## Goal
Update the records below by replacing every "tag every instance of" with "mark each occurrence of", and reproduce them in full with everything else unchanged.

## Data provided
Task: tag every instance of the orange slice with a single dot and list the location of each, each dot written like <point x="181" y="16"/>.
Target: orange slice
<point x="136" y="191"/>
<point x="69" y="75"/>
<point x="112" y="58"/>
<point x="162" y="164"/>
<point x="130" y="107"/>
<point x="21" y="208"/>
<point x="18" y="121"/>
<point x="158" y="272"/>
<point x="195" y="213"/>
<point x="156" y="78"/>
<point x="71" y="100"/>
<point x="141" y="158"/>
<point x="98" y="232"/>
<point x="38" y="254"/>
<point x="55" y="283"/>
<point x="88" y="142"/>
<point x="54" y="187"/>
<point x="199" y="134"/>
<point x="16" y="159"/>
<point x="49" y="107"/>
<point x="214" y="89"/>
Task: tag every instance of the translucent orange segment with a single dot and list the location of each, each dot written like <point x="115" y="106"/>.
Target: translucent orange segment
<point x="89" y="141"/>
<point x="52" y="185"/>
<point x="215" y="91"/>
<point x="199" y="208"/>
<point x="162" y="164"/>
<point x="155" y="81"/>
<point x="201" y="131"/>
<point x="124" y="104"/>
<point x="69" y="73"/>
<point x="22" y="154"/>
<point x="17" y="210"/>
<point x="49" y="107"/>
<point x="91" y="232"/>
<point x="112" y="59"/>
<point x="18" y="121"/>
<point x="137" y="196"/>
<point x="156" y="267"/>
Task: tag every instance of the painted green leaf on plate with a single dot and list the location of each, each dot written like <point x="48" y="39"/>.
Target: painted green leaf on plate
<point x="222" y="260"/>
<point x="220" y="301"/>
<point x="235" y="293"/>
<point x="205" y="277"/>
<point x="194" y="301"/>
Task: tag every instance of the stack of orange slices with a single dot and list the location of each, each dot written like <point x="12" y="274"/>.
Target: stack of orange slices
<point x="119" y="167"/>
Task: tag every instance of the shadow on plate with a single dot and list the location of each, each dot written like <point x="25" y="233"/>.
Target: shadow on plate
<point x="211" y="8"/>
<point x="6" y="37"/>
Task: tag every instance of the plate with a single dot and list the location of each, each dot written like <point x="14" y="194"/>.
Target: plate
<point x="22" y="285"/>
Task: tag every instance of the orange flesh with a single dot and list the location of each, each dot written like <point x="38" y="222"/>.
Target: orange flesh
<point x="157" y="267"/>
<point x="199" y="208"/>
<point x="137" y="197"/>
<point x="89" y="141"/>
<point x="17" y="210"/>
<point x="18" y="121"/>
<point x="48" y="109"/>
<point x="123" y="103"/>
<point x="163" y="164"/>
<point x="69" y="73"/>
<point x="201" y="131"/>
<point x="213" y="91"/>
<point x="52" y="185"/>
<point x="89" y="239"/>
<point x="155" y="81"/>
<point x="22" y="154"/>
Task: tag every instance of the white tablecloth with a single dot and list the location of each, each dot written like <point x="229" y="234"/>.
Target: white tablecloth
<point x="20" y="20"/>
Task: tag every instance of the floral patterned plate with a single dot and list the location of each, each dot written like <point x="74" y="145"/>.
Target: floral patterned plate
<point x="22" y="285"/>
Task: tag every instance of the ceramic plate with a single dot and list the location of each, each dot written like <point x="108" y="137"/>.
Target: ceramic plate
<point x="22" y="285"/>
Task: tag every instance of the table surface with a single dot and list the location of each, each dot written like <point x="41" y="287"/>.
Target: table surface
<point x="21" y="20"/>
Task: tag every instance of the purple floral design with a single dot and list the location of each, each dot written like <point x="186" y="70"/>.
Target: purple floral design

## Written reply
Task: mark each occurrence of the orange slice with a single dot and list the location of each, each dot written like <point x="181" y="16"/>.
Target: orange slice
<point x="136" y="191"/>
<point x="69" y="75"/>
<point x="112" y="58"/>
<point x="162" y="164"/>
<point x="130" y="107"/>
<point x="21" y="208"/>
<point x="18" y="121"/>
<point x="158" y="272"/>
<point x="195" y="213"/>
<point x="156" y="78"/>
<point x="71" y="100"/>
<point x="141" y="158"/>
<point x="98" y="232"/>
<point x="38" y="254"/>
<point x="55" y="283"/>
<point x="88" y="142"/>
<point x="54" y="187"/>
<point x="199" y="134"/>
<point x="16" y="159"/>
<point x="49" y="107"/>
<point x="214" y="89"/>
Task: mark each occurrence of the translucent orange segment with a single dot and list the location of each, each dot written like <point x="115" y="106"/>.
Target: translucent orange segment
<point x="89" y="141"/>
<point x="52" y="185"/>
<point x="215" y="91"/>
<point x="199" y="208"/>
<point x="162" y="164"/>
<point x="155" y="81"/>
<point x="201" y="131"/>
<point x="124" y="104"/>
<point x="69" y="73"/>
<point x="22" y="154"/>
<point x="17" y="210"/>
<point x="49" y="107"/>
<point x="91" y="232"/>
<point x="112" y="59"/>
<point x="18" y="121"/>
<point x="137" y="196"/>
<point x="156" y="267"/>
Task: mark each occurrence of the painted green leaf on plate with a single dot and list the location of each, each dot written like <point x="48" y="39"/>.
Target: painted green leaf on plate
<point x="222" y="260"/>
<point x="220" y="301"/>
<point x="235" y="293"/>
<point x="205" y="277"/>
<point x="194" y="301"/>
Task: mark each occurrence of the stack of orange slices with a single dot and list the location of each, each dot written like <point x="12" y="274"/>.
Target: stack of orange slices
<point x="119" y="167"/>
Task: mark each occurrence of the shadow on plate with a single dot and list the location of each, each dot written like <point x="25" y="233"/>.
Target: shadow on plate
<point x="211" y="8"/>
<point x="6" y="37"/>
Task: mark each occurrence of the plate with a single dot and list the location of each, each dot written like <point x="14" y="194"/>.
Target: plate
<point x="22" y="285"/>
Task: mark each occurrence of the orange flesh with a single dot and list the location of each, each dot written like <point x="38" y="222"/>.
Target: orange flesh
<point x="157" y="267"/>
<point x="199" y="208"/>
<point x="137" y="197"/>
<point x="89" y="141"/>
<point x="17" y="210"/>
<point x="18" y="121"/>
<point x="48" y="109"/>
<point x="123" y="103"/>
<point x="163" y="164"/>
<point x="69" y="73"/>
<point x="201" y="131"/>
<point x="213" y="91"/>
<point x="52" y="185"/>
<point x="89" y="239"/>
<point x="155" y="81"/>
<point x="22" y="154"/>
Task: mark each occurrence of the white tablecloth with a single dot and list the location of each, each dot written like <point x="229" y="234"/>.
Target: white tablecloth
<point x="20" y="20"/>
Task: mark each occurrence of the floral patterned plate with a single dot and list the location of each, each dot written like <point x="74" y="145"/>.
Target: floral patterned plate
<point x="22" y="285"/>
Task: mark each occurrence of the ceramic plate with a single dot and list the location of each, each dot written like <point x="108" y="137"/>.
Target: ceramic plate
<point x="22" y="285"/>
Task: mark each occurrence of the table surface with a single dot and list the location of each, each dot written like <point x="41" y="287"/>.
Target: table surface
<point x="21" y="20"/>
Task: mark each occurrence of the purple floral design with a single dot and list the location of each, each dot written like <point x="186" y="70"/>.
Target: purple floral design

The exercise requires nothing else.